● Short task
Rewrite the material below with every "Reviewer note" changed to "Annotator note" and nothing else altered.

● Rows

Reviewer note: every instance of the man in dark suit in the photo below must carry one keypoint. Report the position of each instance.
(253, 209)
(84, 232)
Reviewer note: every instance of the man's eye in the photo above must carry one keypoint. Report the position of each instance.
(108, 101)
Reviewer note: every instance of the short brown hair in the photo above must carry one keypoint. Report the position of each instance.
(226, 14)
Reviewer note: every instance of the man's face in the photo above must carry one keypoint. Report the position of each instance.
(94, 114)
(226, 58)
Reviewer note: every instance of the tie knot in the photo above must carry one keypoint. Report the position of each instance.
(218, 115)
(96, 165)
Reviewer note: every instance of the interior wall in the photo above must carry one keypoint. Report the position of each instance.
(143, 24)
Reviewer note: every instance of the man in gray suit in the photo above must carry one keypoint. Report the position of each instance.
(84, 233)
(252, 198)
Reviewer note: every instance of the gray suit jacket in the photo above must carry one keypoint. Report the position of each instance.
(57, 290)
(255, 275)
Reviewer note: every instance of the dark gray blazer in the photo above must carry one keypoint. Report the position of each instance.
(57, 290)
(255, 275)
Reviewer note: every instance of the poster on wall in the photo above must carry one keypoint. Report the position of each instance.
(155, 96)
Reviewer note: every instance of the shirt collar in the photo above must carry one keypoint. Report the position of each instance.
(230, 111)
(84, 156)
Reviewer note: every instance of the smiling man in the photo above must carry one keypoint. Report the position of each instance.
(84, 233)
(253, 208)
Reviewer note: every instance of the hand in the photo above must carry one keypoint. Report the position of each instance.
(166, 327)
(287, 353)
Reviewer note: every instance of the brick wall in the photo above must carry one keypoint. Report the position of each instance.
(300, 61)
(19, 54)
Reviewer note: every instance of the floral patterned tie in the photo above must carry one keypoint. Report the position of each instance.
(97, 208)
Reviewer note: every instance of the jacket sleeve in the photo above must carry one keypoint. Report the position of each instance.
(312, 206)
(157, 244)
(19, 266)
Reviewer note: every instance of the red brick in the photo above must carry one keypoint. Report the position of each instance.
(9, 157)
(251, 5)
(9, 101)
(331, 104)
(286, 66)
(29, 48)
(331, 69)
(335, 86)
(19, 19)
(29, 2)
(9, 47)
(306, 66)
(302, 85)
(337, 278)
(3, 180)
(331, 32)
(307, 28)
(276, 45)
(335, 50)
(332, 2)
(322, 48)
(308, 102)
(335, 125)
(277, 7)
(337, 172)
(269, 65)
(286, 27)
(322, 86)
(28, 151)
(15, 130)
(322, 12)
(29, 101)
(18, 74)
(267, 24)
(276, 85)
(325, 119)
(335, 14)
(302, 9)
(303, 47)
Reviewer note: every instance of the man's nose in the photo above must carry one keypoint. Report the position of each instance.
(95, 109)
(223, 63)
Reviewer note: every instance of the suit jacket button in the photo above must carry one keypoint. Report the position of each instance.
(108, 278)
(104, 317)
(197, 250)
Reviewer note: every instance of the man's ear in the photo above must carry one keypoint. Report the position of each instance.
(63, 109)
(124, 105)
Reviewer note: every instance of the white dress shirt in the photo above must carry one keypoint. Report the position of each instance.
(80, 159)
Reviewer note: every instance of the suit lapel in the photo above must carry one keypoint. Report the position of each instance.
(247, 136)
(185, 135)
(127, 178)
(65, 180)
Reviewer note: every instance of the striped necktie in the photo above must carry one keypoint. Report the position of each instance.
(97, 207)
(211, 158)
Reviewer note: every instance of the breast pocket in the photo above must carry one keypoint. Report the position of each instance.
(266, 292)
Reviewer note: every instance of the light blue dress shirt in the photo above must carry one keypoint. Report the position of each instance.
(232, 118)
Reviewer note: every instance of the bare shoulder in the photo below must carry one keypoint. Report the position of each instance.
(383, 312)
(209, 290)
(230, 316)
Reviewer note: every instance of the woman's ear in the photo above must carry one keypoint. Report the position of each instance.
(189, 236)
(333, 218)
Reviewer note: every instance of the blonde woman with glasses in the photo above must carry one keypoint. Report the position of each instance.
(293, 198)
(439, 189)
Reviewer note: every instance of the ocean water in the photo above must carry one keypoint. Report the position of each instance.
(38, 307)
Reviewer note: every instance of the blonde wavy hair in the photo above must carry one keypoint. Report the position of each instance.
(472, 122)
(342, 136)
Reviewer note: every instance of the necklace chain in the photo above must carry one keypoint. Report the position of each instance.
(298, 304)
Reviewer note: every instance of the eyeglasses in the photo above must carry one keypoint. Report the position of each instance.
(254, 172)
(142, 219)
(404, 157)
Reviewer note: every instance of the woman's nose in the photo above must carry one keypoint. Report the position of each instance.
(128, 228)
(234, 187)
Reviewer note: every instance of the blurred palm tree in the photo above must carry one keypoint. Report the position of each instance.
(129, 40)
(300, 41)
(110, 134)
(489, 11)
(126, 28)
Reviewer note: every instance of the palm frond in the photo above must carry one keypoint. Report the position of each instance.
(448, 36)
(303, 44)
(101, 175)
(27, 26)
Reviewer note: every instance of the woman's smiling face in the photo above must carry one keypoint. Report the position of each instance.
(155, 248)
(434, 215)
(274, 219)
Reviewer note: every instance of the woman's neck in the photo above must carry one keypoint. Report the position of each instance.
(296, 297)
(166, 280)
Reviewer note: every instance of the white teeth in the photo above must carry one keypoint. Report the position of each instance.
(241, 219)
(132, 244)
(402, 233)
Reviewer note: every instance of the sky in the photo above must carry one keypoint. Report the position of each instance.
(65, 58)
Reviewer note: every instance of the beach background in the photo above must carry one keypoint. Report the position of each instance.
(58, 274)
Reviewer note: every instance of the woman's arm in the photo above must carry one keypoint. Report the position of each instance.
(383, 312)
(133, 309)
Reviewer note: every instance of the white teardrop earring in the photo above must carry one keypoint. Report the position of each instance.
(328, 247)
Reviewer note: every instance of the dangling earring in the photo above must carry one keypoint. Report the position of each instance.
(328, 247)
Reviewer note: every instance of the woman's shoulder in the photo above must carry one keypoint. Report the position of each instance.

● Task output
Annotator note: every instance of the man in dark suit in the photo below must carry one keypoint. Report the position of each instance.
(253, 209)
(84, 232)
Annotator note: every instance of the man's eye in the photo above must carry one keypoint. Report the position of each instance.
(108, 101)
Annotator note: every instance of the short brown hair in the photo above must carry one keypoint. Report the position of each instance.
(226, 14)
Annotator note: every instance of the man's face in the photo above must carry one keypoint. Report the position of each instance.
(94, 114)
(226, 58)
Annotator note: every instance of the tie knot in the photo above must carry one keypoint. Report the position of each instance.
(218, 115)
(96, 165)
Annotator note: every instance of the interior wall in the photo above must carry one keypoint. Report the position of each instance.
(143, 24)
Annotator note: every instance of the man in gray suit in the photo above must carry one keypoint. Report the position of each instance.
(84, 233)
(252, 198)
Annotator note: every instance of the gray suit jacket in the photo above must carry one keypoint. Report the position of each instance.
(57, 290)
(255, 275)
Annotator note: every instance of the dark gray blazer in the photo above must carry one keypoint. Report the position of each instance.
(57, 290)
(255, 275)
Annotator note: every instance of the poster on wall in the photo above must carry one keypoint. Report the position of each instance.
(155, 96)
Annotator note: every instance of the shirt collar in the photo above must carry one keypoint. Report the position of each instance.
(230, 111)
(84, 156)
Annotator note: every instance of the smiling man in the photo above must carry one keypoint. Report the position of each instance.
(84, 233)
(253, 208)
Annotator note: every instance of the hand in the photo above must carry one keypoint. Report the position of each instance.
(166, 327)
(287, 353)
Annotator note: every instance of the brick wall in the photo above must carry one keypoint. Report the position of each instance.
(300, 61)
(19, 54)
Annotator note: every instance of the floral patterned tie in the photo above must carry one keypoint. Report the position of each instance.
(97, 208)
Annotator note: every instance of the jacket sleeve in the photo above must carry one keypoint. Report the position of each instance.
(312, 206)
(157, 244)
(19, 266)
Annotator note: every instance of the red brick in the photo above must carry one keypoint. Report the position of each instance.
(9, 157)
(251, 5)
(9, 101)
(331, 104)
(286, 66)
(29, 48)
(331, 69)
(335, 86)
(19, 19)
(29, 2)
(9, 47)
(306, 66)
(302, 85)
(337, 278)
(3, 180)
(331, 32)
(307, 28)
(276, 45)
(335, 50)
(332, 2)
(322, 48)
(308, 102)
(335, 125)
(277, 7)
(337, 172)
(269, 65)
(286, 27)
(322, 86)
(28, 151)
(15, 130)
(322, 12)
(29, 101)
(18, 74)
(267, 24)
(276, 85)
(325, 119)
(335, 14)
(302, 9)
(303, 47)
Annotator note: every instance of the man's nose in the photo above must carry one keypoint. Report the position of each instance.
(95, 109)
(223, 63)
Annotator note: every instance of the suit jacket button in the photo above must carry one keypoint. Report the position of each instance.
(108, 278)
(104, 317)
(197, 250)
Annotator note: every instance of the man's ear in the photo above must carry one keypoint. Report the position of each instance.
(63, 109)
(124, 105)
Annotator note: every instance of the white dress shirt in the photo above must carry one keypoint. Report the position of each instance.
(80, 159)
Annotator note: every instance of the suit lapel in the photo above must carry one keypoint. Report the position of each instance.
(247, 136)
(185, 135)
(127, 178)
(65, 180)
Annotator note: every instance of the striped necktie in the photo above must carry one keypoint. Report the position of each instance.
(97, 207)
(211, 158)
Annotator note: every instance of the breast pocket in the photo above must carry one keypoint. Report the position of each instance.
(266, 292)
Annotator note: every instance of the light blue dress shirt in the photo above must carry one keypoint. Report the position of each instance.
(232, 118)
Annotator note: every instance of the bare shoulder in the photo below must carry one keypoint. Report the position of each instance.
(383, 312)
(209, 290)
(230, 316)
Annotator note: every instance of the woman's ear in the photo above must carry one keypoint. Report the position of each instance.
(189, 236)
(333, 218)
Annotator note: every instance of the blonde woman with glasses in the photo above must carry one keypoint. Report the position of each instance.
(293, 198)
(439, 189)
Annotator note: every instance of the ocean water in the photo above must carry one keypoint. Report the position of each instance.
(38, 307)
Annotator note: every instance of the blonde wavy hair in the photo above must carry one keypoint. Report the position of each instance.
(472, 122)
(342, 136)
Annotator note: every instance of the necklace chain in the photo above must carry one keypoint. Report the position of each instance.
(298, 304)
Annotator note: every instance of the eyeglasses in the photo above must carry one keypoint. Report the position of each instance.
(254, 172)
(142, 219)
(404, 157)
Annotator note: every instance of the woman's nose in the photo above must carry one keypoint. Report the position of each instance.
(128, 228)
(234, 187)
Annotator note: every instance of the blurred palm tree in the photo above must carry one keypoint. Report the position of each instance.
(129, 40)
(300, 41)
(110, 134)
(489, 11)
(126, 28)
Annotator note: every instance of the palm frond in the photo above must carry one keypoint. Report the position of each instance.
(448, 36)
(303, 44)
(101, 175)
(27, 26)
Annotator note: every instance of the woman's smiling face in the photo above must carry one keypoint. Report the position of each instance.
(155, 248)
(434, 215)
(274, 219)
Annotator note: every instance of the woman's neck in the photo above must carry one keypoint. Report the position of each instance.
(296, 297)
(166, 280)
Annotator note: every instance of the white teeth in the photo above must carry one keypoint. Report the position of each instance.
(241, 219)
(132, 244)
(402, 233)
Annotator note: every instance of the sky in the photo above must carry one keypoint. Report the position of each instance.
(65, 58)
Annotator note: every instance of the beach background in the photo above must carry one keypoint. Report the position of each instance.
(58, 274)
Annotator note: every instance of the woman's arm in the photo above must carry one keypoint. Report the position of each instance.
(383, 312)
(133, 309)
Annotator note: every instance of the white teardrop earring in the photo above must carry one keypoint. Report the position of each instance.
(328, 247)
Annotator note: every instance of the dangling earring in the photo above must carry one keypoint. Report the position of each instance.
(328, 247)
Annotator note: every instance of the woman's shoulder in the photo above must carry one keypoint. Report the position of each instance.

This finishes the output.